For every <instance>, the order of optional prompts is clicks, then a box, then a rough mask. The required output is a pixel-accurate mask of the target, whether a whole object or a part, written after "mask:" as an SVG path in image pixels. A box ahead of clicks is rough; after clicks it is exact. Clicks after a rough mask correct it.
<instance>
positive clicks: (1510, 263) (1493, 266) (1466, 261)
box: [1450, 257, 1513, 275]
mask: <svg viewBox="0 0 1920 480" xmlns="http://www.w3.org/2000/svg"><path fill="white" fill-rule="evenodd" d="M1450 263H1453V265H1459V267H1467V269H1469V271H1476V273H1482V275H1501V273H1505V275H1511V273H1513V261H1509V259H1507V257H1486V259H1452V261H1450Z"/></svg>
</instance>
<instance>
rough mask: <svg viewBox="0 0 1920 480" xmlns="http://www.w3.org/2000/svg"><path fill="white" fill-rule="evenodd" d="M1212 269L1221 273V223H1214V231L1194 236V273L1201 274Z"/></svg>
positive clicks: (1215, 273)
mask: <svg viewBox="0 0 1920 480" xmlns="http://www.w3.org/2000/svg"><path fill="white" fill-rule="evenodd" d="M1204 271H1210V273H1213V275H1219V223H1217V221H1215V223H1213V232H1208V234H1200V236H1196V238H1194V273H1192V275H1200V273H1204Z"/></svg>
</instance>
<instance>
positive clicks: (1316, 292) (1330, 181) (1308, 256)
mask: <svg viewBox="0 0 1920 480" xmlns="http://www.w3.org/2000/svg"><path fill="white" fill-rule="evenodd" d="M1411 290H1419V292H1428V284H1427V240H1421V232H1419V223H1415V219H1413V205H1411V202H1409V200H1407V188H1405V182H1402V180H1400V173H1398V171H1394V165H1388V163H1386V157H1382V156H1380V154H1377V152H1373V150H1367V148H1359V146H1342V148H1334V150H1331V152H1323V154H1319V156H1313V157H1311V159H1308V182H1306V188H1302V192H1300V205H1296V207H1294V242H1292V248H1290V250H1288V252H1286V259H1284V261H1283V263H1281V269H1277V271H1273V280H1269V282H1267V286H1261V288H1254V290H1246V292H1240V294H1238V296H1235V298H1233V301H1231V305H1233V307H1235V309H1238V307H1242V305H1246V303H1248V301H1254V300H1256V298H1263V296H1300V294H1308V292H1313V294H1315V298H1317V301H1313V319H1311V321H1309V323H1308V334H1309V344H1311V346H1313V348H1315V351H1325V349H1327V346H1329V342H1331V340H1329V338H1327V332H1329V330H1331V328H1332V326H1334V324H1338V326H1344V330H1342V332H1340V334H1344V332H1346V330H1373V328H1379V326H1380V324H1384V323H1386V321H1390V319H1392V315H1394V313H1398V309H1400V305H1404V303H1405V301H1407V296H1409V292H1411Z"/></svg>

- - -

▸ Brief
Restating all of the data exactly is the whole task.

▸ Response to this exercise
For every <instance>, the order of optional prompts is clicks, then a box, then a rough mask. The required output is a pixel-accurate mask of the target, whether a whole object or a part, written after "mask:" as an SVG path in image pixels. A box ahead of clicks is rough; after clicks it is exact. Clicks after a rough mask correct it.
<instance>
positive clicks: (1510, 263) (1493, 266) (1466, 261)
box: [1450, 257, 1513, 275]
mask: <svg viewBox="0 0 1920 480" xmlns="http://www.w3.org/2000/svg"><path fill="white" fill-rule="evenodd" d="M1450 263H1453V265H1459V267H1467V269H1469V271H1476V273H1482V275H1501V273H1505V275H1511V273H1513V261H1509V259H1507V257H1486V259H1452V261H1450Z"/></svg>
</instance>
<instance>
rough mask: <svg viewBox="0 0 1920 480" xmlns="http://www.w3.org/2000/svg"><path fill="white" fill-rule="evenodd" d="M1212 269L1221 273V223H1214V231L1194 236V273L1201 274Z"/></svg>
positive clicks: (1215, 273)
mask: <svg viewBox="0 0 1920 480" xmlns="http://www.w3.org/2000/svg"><path fill="white" fill-rule="evenodd" d="M1204 271H1210V273H1213V275H1219V223H1217V221H1215V223H1213V232H1208V234H1200V236H1196V238H1194V273H1192V275H1200V273H1204Z"/></svg>
</instance>
<instance>
positive clicks: (1316, 292) (1330, 181) (1308, 256)
mask: <svg viewBox="0 0 1920 480" xmlns="http://www.w3.org/2000/svg"><path fill="white" fill-rule="evenodd" d="M1411 290H1419V292H1428V284H1427V240H1421V232H1419V223H1415V219H1413V205H1411V202H1409V200H1407V188H1405V182H1402V180H1400V173H1398V171H1394V165H1388V163H1386V157H1382V156H1380V154H1377V152H1373V150H1367V148H1359V146H1342V148H1334V150H1331V152H1323V154H1319V156H1313V157H1311V159H1308V182H1306V188H1302V192H1300V205H1296V207H1294V242H1292V248H1290V250H1288V252H1286V259H1284V261H1283V263H1281V269H1277V271H1273V280H1269V282H1267V286H1261V288H1254V290H1246V292H1240V294H1238V296H1235V298H1233V301H1231V305H1233V307H1235V309H1238V307H1242V305H1246V303H1248V301H1254V300H1256V298H1263V296H1300V294H1308V292H1313V294H1315V298H1317V301H1313V319H1311V321H1309V323H1308V334H1309V344H1311V346H1313V348H1315V351H1325V349H1327V346H1329V342H1331V340H1329V338H1327V332H1329V330H1331V328H1332V326H1334V324H1338V326H1344V330H1342V332H1340V334H1344V332H1346V330H1373V328H1379V326H1380V324H1384V323H1386V321H1390V319H1392V315H1394V313H1398V309H1400V305H1404V303H1405V301H1407V296H1409V292H1411Z"/></svg>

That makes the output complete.